[Text segment]

Have a Question?
Table of Contents
< All Topics

Round or use Excel’s “Precision as

When you use MSC-LIMS’ Excel interface to calculate and import analytical results, you should be aware of the difference between a cell’s actual stored value, and the numbers displayed in the cell. One MSC-LIMS user called us recently with a problem that demonstrates the importance of this difference. A simple example shown in the two Excel screens below demonstrates the problem and its solution.

In the workbook above, cells A2 and B2 have been formatted to display their values with two decimal places. All remaining cells use the default General number format. Cells A1 and B2 have similar formulas to help us see the affects of rounding (the screen below shows the cell formulas).

When LIMS imports the value in cell B2, the result value is similar to the number in cell B1. Given the formula in cell B2, a result of 0.66 was expected.

What happened?

Applying a specific numeric cell format in Excel does not change the cell’s stored value with its default 15-digit numeric precision; it only affects how the value is displayed. The stored values in cells A2 and B2 are the same as the values shown in cells A1 and B1.

[/Text segment]
[Provided data]

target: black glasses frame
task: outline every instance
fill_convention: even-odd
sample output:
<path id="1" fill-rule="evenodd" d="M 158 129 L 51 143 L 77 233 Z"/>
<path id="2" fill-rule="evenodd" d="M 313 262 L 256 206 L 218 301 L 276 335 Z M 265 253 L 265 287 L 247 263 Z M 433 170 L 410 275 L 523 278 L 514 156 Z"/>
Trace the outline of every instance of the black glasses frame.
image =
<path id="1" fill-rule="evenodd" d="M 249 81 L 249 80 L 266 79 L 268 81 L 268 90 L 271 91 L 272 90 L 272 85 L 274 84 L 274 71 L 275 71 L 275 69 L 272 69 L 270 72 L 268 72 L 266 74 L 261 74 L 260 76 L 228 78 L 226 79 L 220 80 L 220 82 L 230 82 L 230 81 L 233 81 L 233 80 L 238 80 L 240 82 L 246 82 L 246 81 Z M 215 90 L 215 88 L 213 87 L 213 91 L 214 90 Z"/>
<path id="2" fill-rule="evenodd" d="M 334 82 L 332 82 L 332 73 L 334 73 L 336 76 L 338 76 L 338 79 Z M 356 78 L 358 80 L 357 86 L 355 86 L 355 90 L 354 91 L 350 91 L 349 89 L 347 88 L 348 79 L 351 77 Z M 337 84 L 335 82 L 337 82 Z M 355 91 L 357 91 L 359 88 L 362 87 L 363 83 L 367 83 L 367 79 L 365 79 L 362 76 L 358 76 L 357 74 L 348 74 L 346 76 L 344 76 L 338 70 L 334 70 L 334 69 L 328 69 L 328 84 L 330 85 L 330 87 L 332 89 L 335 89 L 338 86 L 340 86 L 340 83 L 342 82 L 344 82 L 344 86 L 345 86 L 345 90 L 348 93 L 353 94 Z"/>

[/Provided data]

* **Study questions**:
1. For the Excel precision article, decide whether each statement agrees with it. Answer yes or no for each, and quote the words from the text that settle it.
(a) Applying a specific numeric cell format in Excel changes the cell's stored value.
(b) Cells A2 and B2 were formatted to display their values with two decimal places.
(c) Given the formula in cell B2, a result of 0.66 was expected.
2. Reproduce word for word the stretch of the Excel precision article from "Round or use" through "0.66 was expected.".

* **Task answers**:
1.
(a) No: "Applying a specific numeric cell format in Excel does not change the cell’s stored value with its default 15-digit numeric precision; it only affects how the value is displayed."
(b) Yes: "cells A2 and B2 have been formatted to display their values with two decimal places."
(c) Yes: "Given the formula in cell B2, a result of 0.66 was expected."

2.
Round or use Excel’s “Precision as

When you use MSC-LIMS’ Excel interface to calculate and import analytical results, you should be aware of the difference between a cell’s actual stored value, and the numbers displayed in the cell. One MSC-LIMS user called us recently with a problem that demonstrates the importance of this difference. A simple example shown in the two Excel screens below demonstrates the problem and its solution.

In the workbook above, cells A2 and B2 have been formatted to display their values with two decimal places. All remaining cells use the default General number format. Cells A1 and B2 have similar formulas to help us see the affects of rounding (the screen below shows the cell formulas).

When LIMS imports the value in cell B2, the result value is similar to the number in cell B1. Given the formula in cell B2, a result of 0.66 was expected.